**WORK ORDER**
Scan the records for the word "wall". Copy each line that includes it.

========

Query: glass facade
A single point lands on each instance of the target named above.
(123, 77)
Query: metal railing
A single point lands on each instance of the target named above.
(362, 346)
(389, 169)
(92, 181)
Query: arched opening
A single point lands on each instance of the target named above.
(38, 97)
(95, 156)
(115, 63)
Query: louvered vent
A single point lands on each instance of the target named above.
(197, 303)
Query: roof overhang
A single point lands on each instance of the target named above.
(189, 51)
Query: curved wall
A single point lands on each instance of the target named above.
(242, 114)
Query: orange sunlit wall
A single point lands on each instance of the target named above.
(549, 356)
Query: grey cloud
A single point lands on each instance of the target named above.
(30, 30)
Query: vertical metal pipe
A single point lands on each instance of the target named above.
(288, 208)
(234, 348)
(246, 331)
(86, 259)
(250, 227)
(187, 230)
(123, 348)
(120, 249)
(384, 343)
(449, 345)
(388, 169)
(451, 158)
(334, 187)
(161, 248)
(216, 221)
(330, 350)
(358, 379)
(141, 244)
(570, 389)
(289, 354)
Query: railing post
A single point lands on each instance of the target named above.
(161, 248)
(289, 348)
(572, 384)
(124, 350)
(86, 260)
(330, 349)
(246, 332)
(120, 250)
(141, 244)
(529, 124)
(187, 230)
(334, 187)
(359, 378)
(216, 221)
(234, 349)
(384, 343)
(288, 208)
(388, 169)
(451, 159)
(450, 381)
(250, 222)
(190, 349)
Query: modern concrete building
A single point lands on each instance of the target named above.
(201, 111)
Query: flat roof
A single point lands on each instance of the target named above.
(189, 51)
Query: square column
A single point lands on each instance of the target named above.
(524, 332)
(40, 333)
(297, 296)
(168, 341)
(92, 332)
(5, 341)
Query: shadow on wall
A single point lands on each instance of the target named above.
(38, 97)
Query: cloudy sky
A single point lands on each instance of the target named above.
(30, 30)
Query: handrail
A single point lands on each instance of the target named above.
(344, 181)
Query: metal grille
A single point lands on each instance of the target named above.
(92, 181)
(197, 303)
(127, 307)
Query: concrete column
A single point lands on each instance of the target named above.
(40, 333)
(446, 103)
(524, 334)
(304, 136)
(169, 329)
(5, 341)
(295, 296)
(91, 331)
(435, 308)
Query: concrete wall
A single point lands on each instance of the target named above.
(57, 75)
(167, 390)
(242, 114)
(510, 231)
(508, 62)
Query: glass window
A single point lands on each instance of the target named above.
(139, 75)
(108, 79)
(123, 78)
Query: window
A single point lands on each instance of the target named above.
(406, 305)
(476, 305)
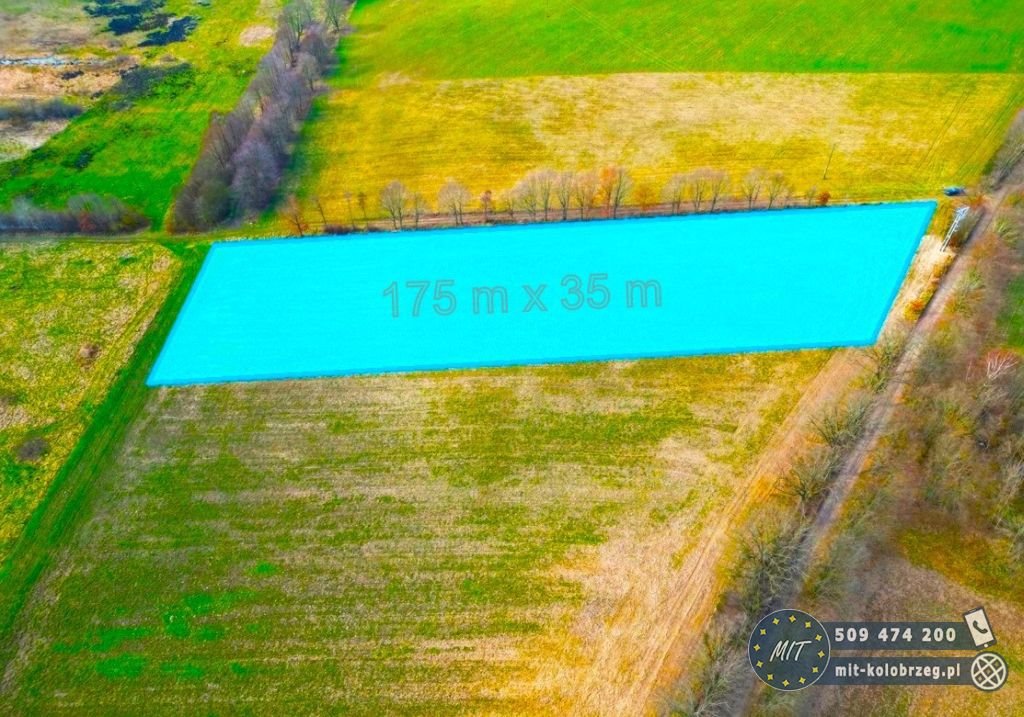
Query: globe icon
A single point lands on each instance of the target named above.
(988, 672)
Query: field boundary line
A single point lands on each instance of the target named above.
(61, 506)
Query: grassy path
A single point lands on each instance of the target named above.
(70, 490)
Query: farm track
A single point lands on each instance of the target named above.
(858, 458)
(674, 633)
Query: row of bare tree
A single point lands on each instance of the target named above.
(549, 194)
(246, 151)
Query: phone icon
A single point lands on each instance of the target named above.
(981, 631)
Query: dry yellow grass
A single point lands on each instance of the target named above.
(895, 135)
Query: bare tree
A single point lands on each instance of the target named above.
(507, 203)
(486, 204)
(586, 190)
(320, 209)
(335, 12)
(454, 197)
(697, 187)
(673, 192)
(752, 186)
(308, 69)
(293, 212)
(645, 196)
(564, 184)
(420, 208)
(394, 199)
(544, 186)
(348, 204)
(776, 187)
(615, 184)
(297, 15)
(363, 200)
(718, 185)
(525, 196)
(256, 176)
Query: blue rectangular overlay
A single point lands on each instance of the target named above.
(628, 289)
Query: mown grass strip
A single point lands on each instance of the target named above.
(69, 492)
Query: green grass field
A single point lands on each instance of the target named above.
(142, 153)
(58, 304)
(429, 544)
(904, 98)
(510, 38)
(1013, 318)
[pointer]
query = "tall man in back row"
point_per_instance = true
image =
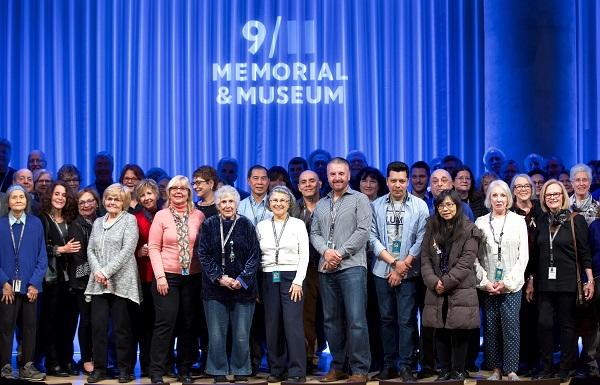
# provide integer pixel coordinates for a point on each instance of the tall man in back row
(339, 232)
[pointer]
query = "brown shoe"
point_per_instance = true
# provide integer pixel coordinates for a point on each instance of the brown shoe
(358, 378)
(333, 375)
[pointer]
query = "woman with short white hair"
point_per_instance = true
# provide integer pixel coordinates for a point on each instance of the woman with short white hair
(501, 271)
(230, 254)
(581, 201)
(284, 247)
(114, 281)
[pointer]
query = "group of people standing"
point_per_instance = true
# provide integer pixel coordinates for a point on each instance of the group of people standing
(143, 268)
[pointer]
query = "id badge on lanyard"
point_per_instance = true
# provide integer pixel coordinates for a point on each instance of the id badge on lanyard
(276, 277)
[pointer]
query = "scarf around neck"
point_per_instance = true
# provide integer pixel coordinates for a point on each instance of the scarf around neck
(183, 240)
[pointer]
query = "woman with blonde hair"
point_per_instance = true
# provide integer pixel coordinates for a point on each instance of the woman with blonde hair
(561, 241)
(173, 236)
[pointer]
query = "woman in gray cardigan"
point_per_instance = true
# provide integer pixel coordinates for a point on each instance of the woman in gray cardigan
(114, 281)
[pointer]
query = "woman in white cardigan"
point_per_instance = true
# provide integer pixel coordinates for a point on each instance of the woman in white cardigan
(502, 261)
(114, 282)
(284, 248)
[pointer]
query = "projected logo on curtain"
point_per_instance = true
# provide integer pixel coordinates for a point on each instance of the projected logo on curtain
(280, 82)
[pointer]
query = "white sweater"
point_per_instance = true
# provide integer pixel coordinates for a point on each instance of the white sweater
(515, 251)
(293, 247)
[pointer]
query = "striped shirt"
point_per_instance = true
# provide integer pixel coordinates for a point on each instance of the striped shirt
(352, 215)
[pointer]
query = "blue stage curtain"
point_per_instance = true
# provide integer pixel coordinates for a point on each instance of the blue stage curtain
(136, 78)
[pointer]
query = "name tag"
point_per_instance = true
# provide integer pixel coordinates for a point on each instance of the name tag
(498, 274)
(276, 277)
(396, 247)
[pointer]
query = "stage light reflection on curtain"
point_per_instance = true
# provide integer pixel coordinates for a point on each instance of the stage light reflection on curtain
(136, 78)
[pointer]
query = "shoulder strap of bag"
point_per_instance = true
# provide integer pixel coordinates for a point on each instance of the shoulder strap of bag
(575, 247)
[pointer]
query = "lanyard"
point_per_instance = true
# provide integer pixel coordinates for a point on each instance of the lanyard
(4, 178)
(62, 235)
(499, 241)
(278, 237)
(333, 211)
(17, 246)
(551, 237)
(254, 212)
(224, 240)
(397, 215)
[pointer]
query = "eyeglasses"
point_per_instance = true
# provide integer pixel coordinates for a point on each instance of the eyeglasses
(522, 186)
(581, 180)
(282, 200)
(447, 205)
(552, 195)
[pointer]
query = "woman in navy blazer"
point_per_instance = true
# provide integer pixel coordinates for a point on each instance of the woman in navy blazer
(23, 263)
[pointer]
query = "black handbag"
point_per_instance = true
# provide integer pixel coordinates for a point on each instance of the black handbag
(580, 301)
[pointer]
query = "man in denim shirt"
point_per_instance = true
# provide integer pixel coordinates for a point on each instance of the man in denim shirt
(396, 233)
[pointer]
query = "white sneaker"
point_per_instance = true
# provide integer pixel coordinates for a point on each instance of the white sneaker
(513, 377)
(495, 377)
(7, 372)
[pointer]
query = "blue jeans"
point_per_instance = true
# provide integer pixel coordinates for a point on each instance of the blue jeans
(344, 296)
(397, 308)
(219, 316)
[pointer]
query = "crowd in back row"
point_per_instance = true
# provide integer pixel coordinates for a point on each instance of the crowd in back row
(327, 249)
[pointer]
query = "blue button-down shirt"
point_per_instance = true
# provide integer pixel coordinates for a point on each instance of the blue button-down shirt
(255, 211)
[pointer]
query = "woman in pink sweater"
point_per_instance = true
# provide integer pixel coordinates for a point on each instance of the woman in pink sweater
(177, 273)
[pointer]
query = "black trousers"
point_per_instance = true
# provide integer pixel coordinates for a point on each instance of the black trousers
(58, 324)
(27, 312)
(561, 305)
(142, 316)
(178, 308)
(284, 324)
(84, 334)
(426, 338)
(529, 349)
(451, 347)
(105, 307)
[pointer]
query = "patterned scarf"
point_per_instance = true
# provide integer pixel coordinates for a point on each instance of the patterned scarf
(183, 240)
(581, 206)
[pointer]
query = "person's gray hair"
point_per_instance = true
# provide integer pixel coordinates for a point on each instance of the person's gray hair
(18, 187)
(286, 191)
(505, 189)
(227, 190)
(512, 182)
(580, 167)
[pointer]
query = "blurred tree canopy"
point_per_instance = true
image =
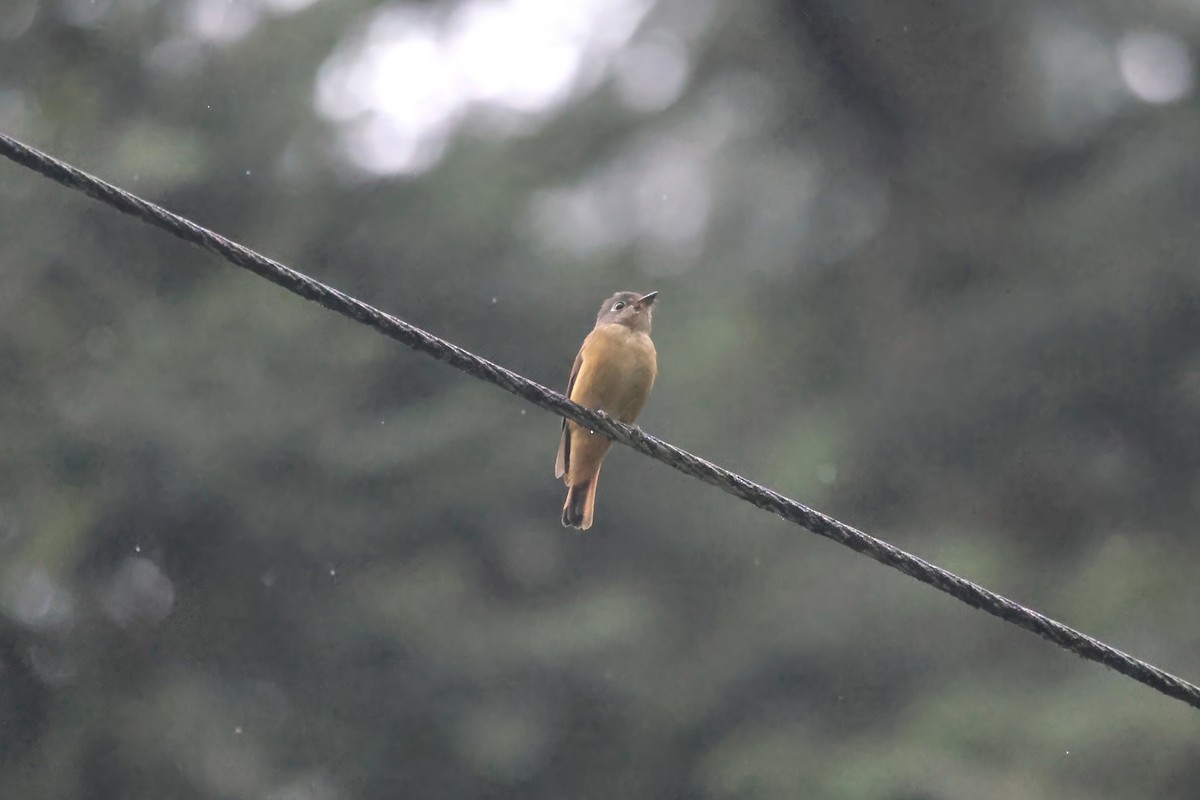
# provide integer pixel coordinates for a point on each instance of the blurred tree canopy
(927, 266)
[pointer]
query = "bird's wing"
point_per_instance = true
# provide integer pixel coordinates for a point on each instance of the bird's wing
(564, 444)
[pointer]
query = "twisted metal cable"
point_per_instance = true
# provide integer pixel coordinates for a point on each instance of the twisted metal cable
(756, 494)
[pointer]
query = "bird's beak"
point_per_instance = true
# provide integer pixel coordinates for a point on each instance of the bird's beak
(647, 299)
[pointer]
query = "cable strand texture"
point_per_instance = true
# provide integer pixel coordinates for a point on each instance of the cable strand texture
(761, 497)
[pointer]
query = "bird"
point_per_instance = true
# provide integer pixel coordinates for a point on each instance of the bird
(612, 374)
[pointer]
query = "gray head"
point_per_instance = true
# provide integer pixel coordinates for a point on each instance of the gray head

========

**EXERCISE ANSWER**
Query: curved wall
Query: orange sunlit wall
Query: shadow on wall
Query: concrete wall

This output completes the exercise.